Information shown
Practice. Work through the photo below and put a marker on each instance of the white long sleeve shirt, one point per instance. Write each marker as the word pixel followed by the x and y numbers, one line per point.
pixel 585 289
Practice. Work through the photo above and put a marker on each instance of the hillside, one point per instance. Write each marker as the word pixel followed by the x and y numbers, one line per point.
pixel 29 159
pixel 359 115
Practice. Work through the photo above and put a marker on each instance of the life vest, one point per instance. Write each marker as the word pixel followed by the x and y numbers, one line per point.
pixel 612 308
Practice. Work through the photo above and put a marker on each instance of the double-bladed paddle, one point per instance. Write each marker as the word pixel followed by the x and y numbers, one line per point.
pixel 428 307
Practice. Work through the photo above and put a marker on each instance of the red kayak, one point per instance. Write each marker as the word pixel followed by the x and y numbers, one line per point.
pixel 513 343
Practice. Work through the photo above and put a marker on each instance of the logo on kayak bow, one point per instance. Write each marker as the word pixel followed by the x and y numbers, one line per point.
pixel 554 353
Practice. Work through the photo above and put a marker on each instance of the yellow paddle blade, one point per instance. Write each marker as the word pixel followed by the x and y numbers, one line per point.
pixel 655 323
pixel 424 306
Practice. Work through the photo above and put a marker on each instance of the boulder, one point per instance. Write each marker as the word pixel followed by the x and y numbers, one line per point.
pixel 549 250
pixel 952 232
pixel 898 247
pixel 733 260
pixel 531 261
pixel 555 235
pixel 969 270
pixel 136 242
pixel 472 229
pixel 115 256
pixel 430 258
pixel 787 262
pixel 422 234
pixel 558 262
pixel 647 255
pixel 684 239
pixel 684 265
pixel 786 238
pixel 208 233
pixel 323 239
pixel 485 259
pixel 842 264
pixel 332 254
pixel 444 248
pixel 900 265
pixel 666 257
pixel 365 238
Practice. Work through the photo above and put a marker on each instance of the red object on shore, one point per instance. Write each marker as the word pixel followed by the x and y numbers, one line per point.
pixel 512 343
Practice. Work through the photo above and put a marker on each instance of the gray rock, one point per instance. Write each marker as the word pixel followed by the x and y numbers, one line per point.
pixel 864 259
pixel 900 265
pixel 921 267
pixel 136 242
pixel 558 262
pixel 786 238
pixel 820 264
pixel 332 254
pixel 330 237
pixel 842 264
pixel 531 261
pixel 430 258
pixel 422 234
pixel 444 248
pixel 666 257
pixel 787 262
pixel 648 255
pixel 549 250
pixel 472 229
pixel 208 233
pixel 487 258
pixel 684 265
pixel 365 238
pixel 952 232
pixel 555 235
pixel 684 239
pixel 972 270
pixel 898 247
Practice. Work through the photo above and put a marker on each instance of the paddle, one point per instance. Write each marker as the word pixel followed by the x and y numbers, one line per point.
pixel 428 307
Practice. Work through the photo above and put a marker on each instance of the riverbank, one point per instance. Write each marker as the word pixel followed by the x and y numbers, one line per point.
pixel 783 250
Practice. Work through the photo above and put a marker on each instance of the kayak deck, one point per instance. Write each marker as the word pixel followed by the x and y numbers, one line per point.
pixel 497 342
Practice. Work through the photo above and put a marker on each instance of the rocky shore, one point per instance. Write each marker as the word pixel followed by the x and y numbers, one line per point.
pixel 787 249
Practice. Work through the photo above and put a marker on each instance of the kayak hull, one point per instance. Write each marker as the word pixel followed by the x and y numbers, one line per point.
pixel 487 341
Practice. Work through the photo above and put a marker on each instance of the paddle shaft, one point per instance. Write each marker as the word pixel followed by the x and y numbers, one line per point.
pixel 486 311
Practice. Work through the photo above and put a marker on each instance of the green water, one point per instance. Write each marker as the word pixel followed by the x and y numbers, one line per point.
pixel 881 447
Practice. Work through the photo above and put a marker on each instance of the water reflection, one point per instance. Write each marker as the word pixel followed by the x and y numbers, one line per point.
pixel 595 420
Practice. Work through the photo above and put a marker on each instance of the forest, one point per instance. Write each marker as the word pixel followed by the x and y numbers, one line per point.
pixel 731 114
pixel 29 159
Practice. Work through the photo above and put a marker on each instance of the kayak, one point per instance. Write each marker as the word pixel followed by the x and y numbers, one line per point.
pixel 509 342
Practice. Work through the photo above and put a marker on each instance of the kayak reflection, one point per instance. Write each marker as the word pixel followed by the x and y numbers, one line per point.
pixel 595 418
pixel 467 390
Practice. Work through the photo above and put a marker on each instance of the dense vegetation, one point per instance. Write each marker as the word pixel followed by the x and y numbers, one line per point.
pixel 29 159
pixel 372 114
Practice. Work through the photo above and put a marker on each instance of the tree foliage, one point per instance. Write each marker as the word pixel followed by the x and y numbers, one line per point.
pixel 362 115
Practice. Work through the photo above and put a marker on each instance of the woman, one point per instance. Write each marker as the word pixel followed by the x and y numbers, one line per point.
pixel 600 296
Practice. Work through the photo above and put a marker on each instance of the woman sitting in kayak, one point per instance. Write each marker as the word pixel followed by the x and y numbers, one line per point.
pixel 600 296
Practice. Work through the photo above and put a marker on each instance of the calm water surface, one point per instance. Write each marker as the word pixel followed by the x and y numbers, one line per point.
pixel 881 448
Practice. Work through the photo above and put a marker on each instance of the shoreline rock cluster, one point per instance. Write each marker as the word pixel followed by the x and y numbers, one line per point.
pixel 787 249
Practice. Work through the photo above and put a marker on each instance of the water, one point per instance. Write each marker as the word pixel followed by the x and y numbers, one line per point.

How to complete this task
Transcribe every line of the records, keeping each one exact.

Finished exercise
Practice. Work through the photo below and put a marker on each instance of the white long sleeve shirt, one point per instance. Write each marker as the word pixel followed by the x and y numbers, one line per point.
pixel 585 289
Practice. Work through the photo above and put a marker on each instance of the hillside, one point per instance. Write each marker as the word pixel followed by the x and y numbers, one line per point.
pixel 29 159
pixel 359 115
Practice. Work through the photo above and put a marker on each instance of the life vest, one point per instance. Write each marker as the word pixel followed by the x and y numbers, one line per point.
pixel 612 308
Practice. Work through the photo above and put a marker on each instance of the double-bladed paddle, one point per instance. Write each marker as the word pixel followed by the x and y numbers, one line per point.
pixel 428 307
Practice. Work through the photo above and put a marker on each instance of the red kayak, one point per instance. Write each marker as the word pixel followed by the x and y numbers, one line per point.
pixel 513 343
Practice. Work through the photo above and put a marker on each instance of the logo on kayak bow, one point per instance. Write each marker as the word pixel followed by the x and y numbers, one line per point.
pixel 554 353
Practice. Work through the photo above and put a marker on each instance of the yellow paddle blade, one point per instance. Write each marker as the word pixel followed by the x and y numbers, one line per point.
pixel 655 323
pixel 424 306
Practice. Work through the photo above and put a marker on each instance of the boulder, one point per instance. Write each marker as the word pixel followed by the x and y numbers, one line per point.
pixel 549 250
pixel 952 232
pixel 898 247
pixel 733 260
pixel 531 261
pixel 555 235
pixel 969 270
pixel 136 242
pixel 472 229
pixel 115 256
pixel 430 258
pixel 787 262
pixel 422 234
pixel 558 262
pixel 647 255
pixel 684 239
pixel 684 265
pixel 786 238
pixel 208 233
pixel 323 239
pixel 485 259
pixel 842 264
pixel 332 254
pixel 444 248
pixel 900 265
pixel 666 257
pixel 365 238
Practice. Work through the photo above and put a marker on each instance of the red object on shore, one point per instance. Write each marker as the word pixel followed by the x and y numbers, one line per point.
pixel 512 343
Practice. Work through the photo above and put a marker on each instance of the gray rock, one point per instance. Write each marker as the word pixel followed by the x and y numbers, one line per point.
pixel 864 259
pixel 900 265
pixel 921 267
pixel 136 242
pixel 558 262
pixel 786 238
pixel 820 264
pixel 332 254
pixel 330 237
pixel 842 264
pixel 531 261
pixel 430 258
pixel 422 234
pixel 444 248
pixel 666 257
pixel 787 262
pixel 648 255
pixel 549 250
pixel 472 229
pixel 208 233
pixel 487 258
pixel 684 265
pixel 365 238
pixel 952 232
pixel 555 235
pixel 684 239
pixel 972 270
pixel 898 247
Practice. Work through the photo above and put a marker on each instance of the paddle, one point per instance. Write each marker as the word pixel followed by the x and y numbers, one line per point.
pixel 428 307
Practice. Work through the photo above and put a marker on each instance of the riverbank, one point per instance. Write each marker as the word pixel followed by the x and y numbers, one line per point.
pixel 783 250
Practice. Work through the photo above and put a marker on each instance of the kayak deck, one point per instance. Write each marker as the word pixel followed by the x and y numbers, one line per point.
pixel 497 342
Practice. Work through the photo above and put a marker on each instance of the rocky shore, one point per instance. Write each marker as the word pixel followed by the x and y numbers, one line per point.
pixel 787 249
Practice. Work through the photo above and put a marker on each instance of the kayak hull, one point per instance. Write each marker as the word pixel followed by the x and y numbers, one line per point.
pixel 487 341
Practice. Work through the photo above and put a marker on each instance of the paddle shaft, one point per instance. Write each marker as the word pixel followed by the x and y numbers, one line per point.
pixel 486 311
Practice. Work through the photo above and put a marker on each instance of the green water, one point per instance. Write each marker as the word pixel followed by the x and y numbers, one line per point.
pixel 881 447
Practice. Work through the photo above and put a marker on each instance of the water reflection, one point per instance. Write each marker as the word pixel followed by the x and y numbers, one line per point.
pixel 595 420
Practice. Work through the photo above and put a marker on each instance of the forest, one point per instance. Write each marker as the word pixel followed by the x and y numbers, one line per point.
pixel 731 114
pixel 29 159
Practice. Work through the photo above and put a marker on each instance of the kayak, one point per instance. Write each marker as the word pixel followed by the x and y numbers, one line per point.
pixel 509 342
Practice. Work through the photo above and put a marker on each instance of the kayak reflection, one point per instance. Write each marker as the word pixel followed by the x and y numbers, one line per point.
pixel 595 418
pixel 467 390
Practice. Work through the photo above and put a marker on each instance of the dense vegetation, one point per instance. Write each marker as the word pixel followed by the x and y numbers, one line per point.
pixel 29 159
pixel 372 114
Practice. Work through the photo above and put a marker on each instance of the tree foliage, one point per instance. Write each marker as the word pixel followed by the x and y numbers, one line per point.
pixel 362 115
Practice. Work through the photo above and put a marker on each instance of the woman, one point per instance. Write each marker as the word pixel followed by the x and y numbers, one line per point.
pixel 600 296
Practice. Work through the photo above and put a marker on each instance of the woman sitting in kayak, one point per instance. Write each marker as the word pixel followed by the x and y numbers, one line per point.
pixel 600 296
Practice. Work through the photo above and put a marker on each instance of the calm water surface, one point per instance. Write each marker as the word pixel followed by the x and y numbers, one line per point.
pixel 881 448
Practice. Work through the photo above and put a marker on each instance of the shoreline rock cluster, one point per instance. Write each marker as the word pixel followed by the x and y numbers, one line per point.
pixel 787 249
Practice. Work through the photo above and put a marker on each instance of the water, one point per instance. Write each marker as the word pixel followed by the x and y numbers, one line per point.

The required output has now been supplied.